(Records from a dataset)
_ _ _ _ _ _ _
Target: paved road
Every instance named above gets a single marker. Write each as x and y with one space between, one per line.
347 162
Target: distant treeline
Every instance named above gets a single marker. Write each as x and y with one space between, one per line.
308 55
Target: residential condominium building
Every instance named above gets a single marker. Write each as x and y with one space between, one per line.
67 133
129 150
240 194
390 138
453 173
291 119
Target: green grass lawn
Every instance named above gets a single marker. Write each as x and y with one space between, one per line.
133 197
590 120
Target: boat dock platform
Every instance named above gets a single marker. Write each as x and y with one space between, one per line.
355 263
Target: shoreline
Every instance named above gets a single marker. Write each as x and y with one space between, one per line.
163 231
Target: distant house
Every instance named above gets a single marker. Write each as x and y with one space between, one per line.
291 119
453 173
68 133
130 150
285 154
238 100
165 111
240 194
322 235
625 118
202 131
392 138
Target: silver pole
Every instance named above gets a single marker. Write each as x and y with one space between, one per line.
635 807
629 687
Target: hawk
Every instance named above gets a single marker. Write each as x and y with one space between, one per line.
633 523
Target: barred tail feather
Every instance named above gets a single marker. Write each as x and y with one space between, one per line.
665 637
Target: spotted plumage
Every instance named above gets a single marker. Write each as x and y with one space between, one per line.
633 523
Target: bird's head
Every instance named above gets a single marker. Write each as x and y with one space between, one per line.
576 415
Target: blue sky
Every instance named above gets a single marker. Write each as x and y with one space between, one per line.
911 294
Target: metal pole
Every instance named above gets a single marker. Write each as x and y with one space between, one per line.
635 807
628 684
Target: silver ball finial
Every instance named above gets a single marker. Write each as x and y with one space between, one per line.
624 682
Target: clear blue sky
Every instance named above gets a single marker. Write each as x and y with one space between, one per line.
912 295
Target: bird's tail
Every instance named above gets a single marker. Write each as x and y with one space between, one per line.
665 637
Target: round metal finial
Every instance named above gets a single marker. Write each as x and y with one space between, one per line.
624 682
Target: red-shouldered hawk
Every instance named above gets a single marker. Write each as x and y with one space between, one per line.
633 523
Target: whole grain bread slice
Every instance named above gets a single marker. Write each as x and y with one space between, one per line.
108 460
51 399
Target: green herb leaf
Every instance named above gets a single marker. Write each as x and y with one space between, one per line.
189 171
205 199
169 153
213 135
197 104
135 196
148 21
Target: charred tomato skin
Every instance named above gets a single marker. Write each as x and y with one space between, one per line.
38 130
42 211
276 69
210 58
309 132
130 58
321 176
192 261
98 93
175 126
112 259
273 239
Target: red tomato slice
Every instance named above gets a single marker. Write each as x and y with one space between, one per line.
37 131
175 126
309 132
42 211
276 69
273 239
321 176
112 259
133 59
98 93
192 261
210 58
_ _ _ _ _ _ _
Rewrite all the records above as a two-column CSV with the columns request and answer, one row per record. Put each record's text and its answer in a single quoted field apiece, replacing line breaks with spaces.

## Right answer
request,answer
"Target: paved road Every instance named above gets a single marker. Write each as x and y with one space between, one per line.","347 162"
"Target: distant treeline Every instance named above gets a single marker. Write each as x and y with one space between, one per line.","308 55"
"Target: residential condominium building Every instance named above gets a single marker. Write each as x and y with one space between, one per line.","67 133 129 150 240 194 390 138 453 173 291 119"
"Target: green grass lawn Every instance named above gets a single marker. Write each as x and y with one space between, one per line.","133 197 590 120"
"Target: boat dock platform Every instance named above gets a single marker. Write each as x and y with one space between, one per line.","355 263"
"Target: shoreline Every instance named above gets a single marker. Write each as x and y with one space between, one per line.","163 231"
"Target: distant house Every instance named above gets a single marker. Write each as x and y with one space between, one per line.","291 119 453 173 68 133 130 150 285 154 238 100 165 111 240 194 322 235 625 118 202 131 392 138"
"Target: silver pole Every instance named above gets a single marker. Write each as x and y with one space between, one per line.","635 807 629 687"
"Target: hawk Every instance named above gets a single marker. Write each as x and y with one space between, one per line.","633 523"
"Target: barred tail feather Every instance named above gets a single marker. Write each as x and y with one space between, one per line.","665 637"
"Target: spotted plumage Every instance named above gets a single marker. Write each as x and y with one space between, one per line.","633 523"
"Target: bird's head Every instance named above gets a single marker. Write each as x and y with one space between, one per line.","576 415"
"Target: blue sky Every instance named above gets a single marker. Write each as x and y with one space between, one per line.","911 294"
"Target: metal pole Every instance named above gets a single marker. Write each as x and y with one space between, one per line.","635 807 628 684"
"Target: silver ball finial Every instance named above gets a single marker. Write each as x and y with one space between, one per line.","624 682"
"Target: clear blue sky Every instance named above gets a single marker. Write each as x and y with one space between, one per line.","912 295"
"Target: bird's tail Every instance named above gets a single marker. Write each as x and y with one space between, one per line.","665 637"
"Target: round metal finial Every instance named above gets a single marker. Write each as x and y with one space between, one per line.","624 682"
"Target: red-shouldered hawk Every instance named above gets a single marker. Write each as x and y with one space between, one per line.","633 523"
"Target: whole grain bread slice Every instance named above gets a single marker. Write each as x and y with one space between, one per line.","108 460 51 399"
"Target: green herb leaf Every instance named above gets a single marker. Write each as x and y with one space between, one per line.","189 171 205 199 169 153 213 135 197 104 135 196 148 21"
"Target: charred tomato skin Every instance named above gets a single marker. Write each as x and y with one space between, one per line.","38 130 42 211 276 69 210 58 309 132 130 58 321 176 192 261 98 93 175 126 112 259 273 239"
"Target: red tomato slice Every instance named above gets a single marker. Write each as x and y with one space between, one per line.","37 131 175 126 309 132 42 211 276 69 273 239 321 176 112 259 133 59 98 93 192 261 210 58"